* Start Provided records *

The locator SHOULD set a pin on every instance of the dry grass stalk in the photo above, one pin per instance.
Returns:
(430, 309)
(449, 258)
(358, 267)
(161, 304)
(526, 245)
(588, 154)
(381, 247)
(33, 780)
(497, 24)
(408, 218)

* End Provided records *

● **Problem to solve**:
Retype the data in full and match it exactly.

● **Result**:
The locator SHOULD set a pin on every instance of the dry grass stalk in the photo above, one pin per instance.
Returns:
(430, 309)
(449, 258)
(358, 267)
(161, 304)
(526, 245)
(588, 154)
(381, 247)
(33, 780)
(497, 24)
(408, 218)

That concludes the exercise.